Region annotation entries:
· · ·

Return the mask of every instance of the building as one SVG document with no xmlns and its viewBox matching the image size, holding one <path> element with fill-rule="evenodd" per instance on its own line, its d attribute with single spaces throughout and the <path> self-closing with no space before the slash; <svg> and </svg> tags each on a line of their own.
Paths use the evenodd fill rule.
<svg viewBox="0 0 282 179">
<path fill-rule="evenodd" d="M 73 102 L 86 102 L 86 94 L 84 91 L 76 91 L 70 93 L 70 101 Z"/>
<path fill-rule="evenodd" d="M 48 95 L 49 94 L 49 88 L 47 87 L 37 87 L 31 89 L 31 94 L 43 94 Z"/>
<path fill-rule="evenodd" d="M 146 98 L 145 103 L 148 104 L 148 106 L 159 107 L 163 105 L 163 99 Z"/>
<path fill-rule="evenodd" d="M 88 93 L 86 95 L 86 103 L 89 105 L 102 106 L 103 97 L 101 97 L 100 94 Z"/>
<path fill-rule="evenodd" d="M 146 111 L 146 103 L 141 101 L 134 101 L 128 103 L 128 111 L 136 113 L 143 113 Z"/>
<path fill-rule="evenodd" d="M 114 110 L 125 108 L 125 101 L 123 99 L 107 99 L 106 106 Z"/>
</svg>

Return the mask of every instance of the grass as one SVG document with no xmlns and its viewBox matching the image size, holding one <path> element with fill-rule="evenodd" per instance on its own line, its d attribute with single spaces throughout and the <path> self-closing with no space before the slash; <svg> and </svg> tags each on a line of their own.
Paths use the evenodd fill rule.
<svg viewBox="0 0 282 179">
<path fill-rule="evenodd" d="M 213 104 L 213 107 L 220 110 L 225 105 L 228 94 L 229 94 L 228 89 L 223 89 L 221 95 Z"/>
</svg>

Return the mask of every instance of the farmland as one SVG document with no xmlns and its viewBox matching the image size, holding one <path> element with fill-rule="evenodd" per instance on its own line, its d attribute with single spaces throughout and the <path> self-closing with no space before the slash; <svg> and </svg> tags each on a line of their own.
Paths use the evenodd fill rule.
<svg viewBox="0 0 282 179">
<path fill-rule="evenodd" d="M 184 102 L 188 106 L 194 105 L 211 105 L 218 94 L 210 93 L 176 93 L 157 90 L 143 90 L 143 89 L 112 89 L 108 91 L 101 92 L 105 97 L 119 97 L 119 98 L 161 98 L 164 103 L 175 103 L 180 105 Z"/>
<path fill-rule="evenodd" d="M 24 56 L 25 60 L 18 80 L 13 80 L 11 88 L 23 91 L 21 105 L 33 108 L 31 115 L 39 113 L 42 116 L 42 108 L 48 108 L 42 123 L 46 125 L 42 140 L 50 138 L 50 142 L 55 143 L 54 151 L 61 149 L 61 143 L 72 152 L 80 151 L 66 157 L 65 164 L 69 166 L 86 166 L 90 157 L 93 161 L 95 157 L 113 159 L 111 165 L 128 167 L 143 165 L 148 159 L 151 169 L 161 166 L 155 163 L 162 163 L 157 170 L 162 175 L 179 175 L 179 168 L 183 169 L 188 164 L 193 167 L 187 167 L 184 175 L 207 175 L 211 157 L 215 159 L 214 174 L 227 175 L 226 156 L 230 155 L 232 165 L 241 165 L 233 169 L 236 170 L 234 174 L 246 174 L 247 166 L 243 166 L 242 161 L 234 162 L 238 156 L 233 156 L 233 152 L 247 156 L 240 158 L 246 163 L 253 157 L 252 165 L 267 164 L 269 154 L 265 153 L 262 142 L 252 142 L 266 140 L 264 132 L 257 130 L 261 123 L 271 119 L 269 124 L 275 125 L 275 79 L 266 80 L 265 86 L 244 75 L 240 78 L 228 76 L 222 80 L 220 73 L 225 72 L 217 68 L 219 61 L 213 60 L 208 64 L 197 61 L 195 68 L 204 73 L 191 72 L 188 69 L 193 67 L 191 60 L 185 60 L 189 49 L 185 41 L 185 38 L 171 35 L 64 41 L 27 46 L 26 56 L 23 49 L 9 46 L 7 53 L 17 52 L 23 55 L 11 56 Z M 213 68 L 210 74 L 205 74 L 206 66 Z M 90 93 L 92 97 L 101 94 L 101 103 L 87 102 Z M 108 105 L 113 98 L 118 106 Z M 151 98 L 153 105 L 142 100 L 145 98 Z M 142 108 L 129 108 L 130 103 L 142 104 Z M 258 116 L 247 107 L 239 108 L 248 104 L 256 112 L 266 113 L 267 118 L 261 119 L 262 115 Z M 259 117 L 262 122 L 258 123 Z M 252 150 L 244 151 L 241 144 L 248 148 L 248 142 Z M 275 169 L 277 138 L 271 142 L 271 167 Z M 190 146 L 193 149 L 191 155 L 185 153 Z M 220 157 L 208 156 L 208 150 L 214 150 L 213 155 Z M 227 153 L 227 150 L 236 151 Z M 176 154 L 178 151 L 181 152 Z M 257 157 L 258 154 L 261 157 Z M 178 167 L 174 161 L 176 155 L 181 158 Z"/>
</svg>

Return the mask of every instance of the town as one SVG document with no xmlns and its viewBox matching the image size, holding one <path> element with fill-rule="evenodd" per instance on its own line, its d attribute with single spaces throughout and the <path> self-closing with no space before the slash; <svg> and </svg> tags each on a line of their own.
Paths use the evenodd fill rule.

· · ·

__Exercise__: Repeat exactly, and only, the lines from the one containing "Return the mask of every instance of the town" through the end of the material.

__The completed task__:
Return the mask of every instance of the town as one SVG document with no xmlns and its viewBox matching the image size, holding one <path> element with fill-rule="evenodd" per instance on its own line, its d attribute with single spaces throughout and the <path> self-closing with no space before the slash; <svg> and </svg> tags each on a line of their own.
Paths use the evenodd fill rule.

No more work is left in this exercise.